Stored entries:
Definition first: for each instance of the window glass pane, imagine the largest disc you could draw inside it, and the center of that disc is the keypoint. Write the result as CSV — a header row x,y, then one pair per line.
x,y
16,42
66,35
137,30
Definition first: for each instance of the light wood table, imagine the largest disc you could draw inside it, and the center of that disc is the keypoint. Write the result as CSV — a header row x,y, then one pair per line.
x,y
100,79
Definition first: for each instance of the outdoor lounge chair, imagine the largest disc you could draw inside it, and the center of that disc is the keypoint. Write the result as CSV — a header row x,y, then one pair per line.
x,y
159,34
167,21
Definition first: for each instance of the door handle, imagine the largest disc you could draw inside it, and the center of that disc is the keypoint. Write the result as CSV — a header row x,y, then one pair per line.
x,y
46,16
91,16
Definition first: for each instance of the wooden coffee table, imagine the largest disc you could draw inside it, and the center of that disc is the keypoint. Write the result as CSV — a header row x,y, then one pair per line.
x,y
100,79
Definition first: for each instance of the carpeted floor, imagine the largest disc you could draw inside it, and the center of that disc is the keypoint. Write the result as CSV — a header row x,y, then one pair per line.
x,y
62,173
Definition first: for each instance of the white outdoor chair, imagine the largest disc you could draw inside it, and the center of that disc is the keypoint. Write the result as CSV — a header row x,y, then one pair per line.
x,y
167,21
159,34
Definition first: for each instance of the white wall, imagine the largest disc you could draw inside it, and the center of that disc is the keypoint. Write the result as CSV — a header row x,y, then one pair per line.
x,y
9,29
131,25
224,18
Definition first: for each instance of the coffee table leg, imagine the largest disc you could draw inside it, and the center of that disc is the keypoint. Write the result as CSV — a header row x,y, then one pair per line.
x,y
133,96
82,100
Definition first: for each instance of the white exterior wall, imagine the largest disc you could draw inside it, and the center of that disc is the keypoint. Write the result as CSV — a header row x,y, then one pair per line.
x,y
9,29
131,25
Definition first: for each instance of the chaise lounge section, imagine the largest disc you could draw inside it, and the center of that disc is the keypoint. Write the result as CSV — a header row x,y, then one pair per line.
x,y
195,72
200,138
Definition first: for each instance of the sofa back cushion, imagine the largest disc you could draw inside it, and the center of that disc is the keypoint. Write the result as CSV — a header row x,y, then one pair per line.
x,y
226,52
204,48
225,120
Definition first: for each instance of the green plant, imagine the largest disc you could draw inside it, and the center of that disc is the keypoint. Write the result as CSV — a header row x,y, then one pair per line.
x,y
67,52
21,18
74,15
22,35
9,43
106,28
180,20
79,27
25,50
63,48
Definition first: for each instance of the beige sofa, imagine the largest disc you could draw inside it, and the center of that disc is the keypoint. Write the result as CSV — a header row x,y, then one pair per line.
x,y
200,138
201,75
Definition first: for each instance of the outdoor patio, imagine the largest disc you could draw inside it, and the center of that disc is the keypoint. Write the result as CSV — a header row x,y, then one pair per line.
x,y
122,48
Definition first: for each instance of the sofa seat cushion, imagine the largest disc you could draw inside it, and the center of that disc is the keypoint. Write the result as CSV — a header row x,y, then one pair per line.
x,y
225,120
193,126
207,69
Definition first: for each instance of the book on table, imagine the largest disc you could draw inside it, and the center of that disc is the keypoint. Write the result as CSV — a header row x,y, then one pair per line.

TASK INSTRUCTIONS: Repeat only the stretch of lines that begins at the line containing "Definition first: for each instance of the chaise" and ends at the last line above, both included.

RESULT FOR THIS TASK:
Definition first: for each instance of the chaise lounge section, imagine the largest disc you could draw inside it, and the center of that disc is the keypoint. Write the result as CSV — a header row x,y, then one pair per line.
x,y
195,72
200,138
Definition first: for each instance of the sofa back cushion, imagine the largest disc you could draw inside it, and the center of that disc is the keypoint. Write the result as CSV — a header row x,y, then one pair per line.
x,y
226,52
204,48
225,120
Definition first: for each instance of the green plant, imagine the largest disc you could draw inside it, and the center of that disc is the keypoint. Write the result as CSV — a header row x,y, then one pair per line.
x,y
67,52
21,18
74,15
22,35
9,43
106,28
180,20
79,27
25,50
63,48
Definition first: for each instance of the beige sofa, imagine the largest disc you could draw inside it, and the center of that disc is the keypoint. Write the result as CSV — a header row x,y, then one pair per line.
x,y
200,138
201,75
Definition first: for each instance of the outdoor patio, imagine the largest disc you could draw inside it, and the center of that disc is the keypoint. Write the result as CSV — a header row x,y, then one pair per line.
x,y
122,48
Definition first: for each instance of the sofa seat cushion, imagine the largest disc you could draw inside it, and the center of that disc is the keypoint. Write the result as CSV — a header row x,y, then one pair per line.
x,y
225,120
193,126
207,69
Definition first: for each instance of the book on table, imagine the largest disc you could draw inside it, and the center of that disc is the keypoint. Write the result as CSV — a header row x,y, then one pair per line.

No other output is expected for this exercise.